** Dataset entries follows **
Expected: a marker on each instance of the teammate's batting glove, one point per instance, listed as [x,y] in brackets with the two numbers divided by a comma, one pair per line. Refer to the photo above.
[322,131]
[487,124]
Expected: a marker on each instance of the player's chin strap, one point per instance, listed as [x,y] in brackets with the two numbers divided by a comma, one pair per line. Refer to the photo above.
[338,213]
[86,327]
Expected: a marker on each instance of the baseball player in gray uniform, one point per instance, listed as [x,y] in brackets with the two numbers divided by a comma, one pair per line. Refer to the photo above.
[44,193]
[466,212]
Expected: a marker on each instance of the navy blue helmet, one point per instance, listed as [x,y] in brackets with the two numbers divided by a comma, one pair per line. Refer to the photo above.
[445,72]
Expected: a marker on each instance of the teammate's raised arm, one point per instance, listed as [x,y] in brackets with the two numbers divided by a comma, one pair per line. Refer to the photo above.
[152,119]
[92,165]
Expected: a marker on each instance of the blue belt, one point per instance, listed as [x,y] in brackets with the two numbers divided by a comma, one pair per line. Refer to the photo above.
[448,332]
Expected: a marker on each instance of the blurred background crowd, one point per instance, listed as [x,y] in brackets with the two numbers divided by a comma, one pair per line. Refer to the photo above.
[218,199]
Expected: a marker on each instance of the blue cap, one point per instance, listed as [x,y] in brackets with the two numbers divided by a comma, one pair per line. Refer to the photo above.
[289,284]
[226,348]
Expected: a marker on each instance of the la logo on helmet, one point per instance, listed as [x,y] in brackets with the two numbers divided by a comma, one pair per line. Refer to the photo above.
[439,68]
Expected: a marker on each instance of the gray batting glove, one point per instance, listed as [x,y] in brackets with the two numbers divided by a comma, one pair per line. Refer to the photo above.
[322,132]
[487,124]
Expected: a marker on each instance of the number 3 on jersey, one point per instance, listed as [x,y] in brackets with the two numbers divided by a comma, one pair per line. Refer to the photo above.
** End of Dataset entries **
**Work to be completed:**
Each entry above is to be transcribed exactly as it was written.

**Worked solution:**
Expected: a marker on each instance of the teammate's batting glove, one point per instance, listed as [x,y] in brackets with the two numbers divided by a comma, one pair per line. Refer to the photo above.
[322,131]
[487,124]
Expected: a marker on each instance of the player's chin strap, one point per instance, listed as [x,y] in brackets with the two numbers divided by a comma, one pair per line. Refer to the photo above.
[338,213]
[86,327]
Expected: a marker on each instance of the baseball player in gray uniform, one point per instance, listed as [x,y] in brackets with the two numbers divided by a comma, one pair per line. Refer to the photo above.
[44,193]
[466,212]
Expected: a marker on each instance of the navy blue helmet, one point per instance, listed as [x,y] in brackets with the two numbers divided by a comma, one pair per line. Refer to the photo above.
[445,72]
Expected: a marker on each instance of the teammate's raised arm, one point per instance, listed as [x,y] in brackets with the two numbers divided by a comma, one pair per line. Refer to the photo above.
[152,119]
[92,165]
Expected: a marker on each instance of the blue belt, one point per instance, listed as [x,y] in brackets with the two numbers divided by a comma, one pair per line. Refer to the photo above.
[448,332]
Expected: a marker on each instance of the blurred background crowd, one point per instance, listed as [x,y] in brackets with the two numbers divided by a comma, one pair per line. Refer to the photo above.
[218,199]
Expected: a marker on each instance of the blue cap, one point per instance, listed as [x,y] in brackets with the two numbers divided by a comma, one pair per line. Refer to the photo above.
[289,284]
[226,348]
Expected: a marker on each instance of the la logo on helmet, one point per instance, listed as [x,y] in brackets with the two numbers divided by a comma, one pair per line. Refer to the photo above.
[439,68]
Expected: a marker on each instance of the gray batting glove, one point per instance, listed as [x,y] in brackets with the two numbers divided by a comma, one pair per line. Refer to the photo above.
[322,132]
[487,124]
Expected: a marker on each instance of the number 3 on jersey, one point per instance, listed as [x,y] in brackets with the two numbers divided by a comma, one pair per line. Refer to the photo above.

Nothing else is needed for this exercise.